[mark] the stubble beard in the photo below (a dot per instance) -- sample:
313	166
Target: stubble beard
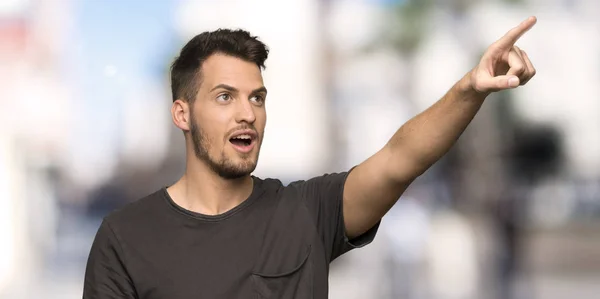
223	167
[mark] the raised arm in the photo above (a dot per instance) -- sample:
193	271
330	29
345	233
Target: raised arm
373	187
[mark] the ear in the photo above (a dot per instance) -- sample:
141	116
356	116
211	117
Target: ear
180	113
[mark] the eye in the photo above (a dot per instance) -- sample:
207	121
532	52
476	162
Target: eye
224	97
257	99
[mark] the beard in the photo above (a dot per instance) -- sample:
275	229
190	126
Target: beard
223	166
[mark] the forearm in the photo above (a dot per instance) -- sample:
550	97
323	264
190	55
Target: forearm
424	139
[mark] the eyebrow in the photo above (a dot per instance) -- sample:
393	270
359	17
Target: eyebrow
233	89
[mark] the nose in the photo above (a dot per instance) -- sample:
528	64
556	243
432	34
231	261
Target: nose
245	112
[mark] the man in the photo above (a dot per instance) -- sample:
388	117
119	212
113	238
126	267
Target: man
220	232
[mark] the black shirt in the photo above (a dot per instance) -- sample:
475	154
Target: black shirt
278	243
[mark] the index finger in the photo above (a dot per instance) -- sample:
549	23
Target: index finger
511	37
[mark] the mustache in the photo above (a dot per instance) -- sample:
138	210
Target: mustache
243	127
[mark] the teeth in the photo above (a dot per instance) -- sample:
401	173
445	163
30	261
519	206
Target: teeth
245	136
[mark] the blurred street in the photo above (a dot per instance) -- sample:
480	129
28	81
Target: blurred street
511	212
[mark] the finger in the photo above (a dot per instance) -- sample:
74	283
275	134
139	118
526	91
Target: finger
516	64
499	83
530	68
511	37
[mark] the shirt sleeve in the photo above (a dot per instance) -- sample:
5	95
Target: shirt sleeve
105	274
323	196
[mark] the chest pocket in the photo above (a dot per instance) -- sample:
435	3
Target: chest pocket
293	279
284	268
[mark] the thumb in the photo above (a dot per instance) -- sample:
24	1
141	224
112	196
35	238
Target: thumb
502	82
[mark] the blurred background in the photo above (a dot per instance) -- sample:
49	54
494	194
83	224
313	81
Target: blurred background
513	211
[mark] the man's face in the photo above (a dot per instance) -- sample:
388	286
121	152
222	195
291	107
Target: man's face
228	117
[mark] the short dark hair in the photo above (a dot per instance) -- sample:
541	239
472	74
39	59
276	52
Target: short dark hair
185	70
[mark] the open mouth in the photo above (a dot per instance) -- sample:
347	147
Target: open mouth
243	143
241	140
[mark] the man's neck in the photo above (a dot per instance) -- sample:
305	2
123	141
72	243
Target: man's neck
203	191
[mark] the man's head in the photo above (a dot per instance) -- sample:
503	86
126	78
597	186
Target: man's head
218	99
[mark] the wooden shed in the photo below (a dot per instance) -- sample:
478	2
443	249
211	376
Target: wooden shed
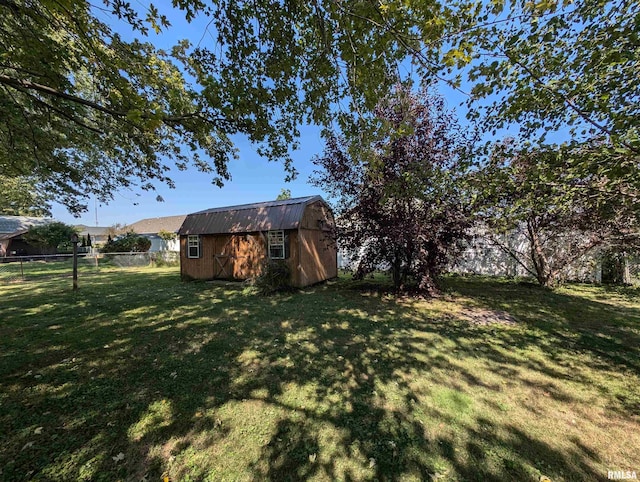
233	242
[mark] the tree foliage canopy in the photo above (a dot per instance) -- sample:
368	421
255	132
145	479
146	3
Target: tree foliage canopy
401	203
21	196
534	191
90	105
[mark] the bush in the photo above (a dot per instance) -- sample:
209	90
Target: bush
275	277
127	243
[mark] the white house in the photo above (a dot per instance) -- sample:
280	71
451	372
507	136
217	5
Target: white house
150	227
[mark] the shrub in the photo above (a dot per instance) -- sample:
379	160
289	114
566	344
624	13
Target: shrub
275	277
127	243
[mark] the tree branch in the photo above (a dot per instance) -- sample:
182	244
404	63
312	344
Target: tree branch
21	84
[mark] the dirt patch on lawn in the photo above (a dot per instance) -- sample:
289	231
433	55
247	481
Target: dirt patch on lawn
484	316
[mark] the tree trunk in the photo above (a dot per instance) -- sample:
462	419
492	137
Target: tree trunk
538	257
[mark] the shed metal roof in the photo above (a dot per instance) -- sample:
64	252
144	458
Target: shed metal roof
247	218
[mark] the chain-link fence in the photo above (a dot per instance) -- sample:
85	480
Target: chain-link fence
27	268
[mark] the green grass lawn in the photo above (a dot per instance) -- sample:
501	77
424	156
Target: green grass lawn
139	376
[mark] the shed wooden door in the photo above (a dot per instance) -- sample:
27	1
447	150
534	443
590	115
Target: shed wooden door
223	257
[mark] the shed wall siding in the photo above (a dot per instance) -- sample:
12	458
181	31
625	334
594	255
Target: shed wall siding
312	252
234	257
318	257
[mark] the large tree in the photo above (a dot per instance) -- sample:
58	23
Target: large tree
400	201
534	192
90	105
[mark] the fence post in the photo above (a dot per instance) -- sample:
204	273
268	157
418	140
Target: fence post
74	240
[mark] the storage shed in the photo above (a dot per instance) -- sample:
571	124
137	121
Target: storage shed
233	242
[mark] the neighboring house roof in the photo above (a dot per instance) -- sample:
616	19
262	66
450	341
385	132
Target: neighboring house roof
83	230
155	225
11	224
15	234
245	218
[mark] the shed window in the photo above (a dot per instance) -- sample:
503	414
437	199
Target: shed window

++++++

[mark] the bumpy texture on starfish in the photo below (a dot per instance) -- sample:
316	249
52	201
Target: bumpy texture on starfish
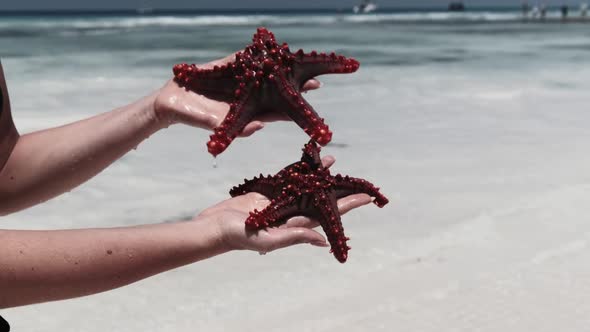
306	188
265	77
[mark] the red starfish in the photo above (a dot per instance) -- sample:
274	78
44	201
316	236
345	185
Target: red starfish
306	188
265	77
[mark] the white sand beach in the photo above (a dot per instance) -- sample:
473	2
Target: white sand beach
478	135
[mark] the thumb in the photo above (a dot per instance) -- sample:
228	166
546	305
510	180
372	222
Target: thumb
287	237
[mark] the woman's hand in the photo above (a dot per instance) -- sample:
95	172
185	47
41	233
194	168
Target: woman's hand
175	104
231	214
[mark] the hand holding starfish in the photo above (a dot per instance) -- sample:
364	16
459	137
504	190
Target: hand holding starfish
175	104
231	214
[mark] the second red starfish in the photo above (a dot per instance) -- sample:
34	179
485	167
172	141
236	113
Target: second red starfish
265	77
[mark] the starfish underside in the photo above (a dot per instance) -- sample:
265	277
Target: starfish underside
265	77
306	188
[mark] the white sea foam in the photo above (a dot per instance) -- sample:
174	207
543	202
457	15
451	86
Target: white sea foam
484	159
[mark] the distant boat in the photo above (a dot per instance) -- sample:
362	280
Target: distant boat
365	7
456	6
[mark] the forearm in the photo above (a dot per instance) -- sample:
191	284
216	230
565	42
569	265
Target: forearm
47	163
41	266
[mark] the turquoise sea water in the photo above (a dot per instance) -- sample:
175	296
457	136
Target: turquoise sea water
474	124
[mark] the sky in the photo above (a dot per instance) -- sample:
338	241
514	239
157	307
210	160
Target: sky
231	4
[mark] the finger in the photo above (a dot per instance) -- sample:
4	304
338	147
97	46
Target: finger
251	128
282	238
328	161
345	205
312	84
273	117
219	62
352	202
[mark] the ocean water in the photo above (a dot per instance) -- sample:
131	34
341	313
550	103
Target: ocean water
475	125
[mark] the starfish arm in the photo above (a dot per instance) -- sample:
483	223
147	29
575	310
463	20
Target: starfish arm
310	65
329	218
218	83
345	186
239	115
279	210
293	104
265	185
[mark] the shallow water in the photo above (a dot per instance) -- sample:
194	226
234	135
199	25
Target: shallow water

++++++

# [DESCRIPTION OF THE TASK]
Please pick out and copy every line in the data above that contains the word "raised".

# [CORRECT RESULT]
[mark] the raised arm in the photo above (a dot per instance) -- sample:
Target: raised arm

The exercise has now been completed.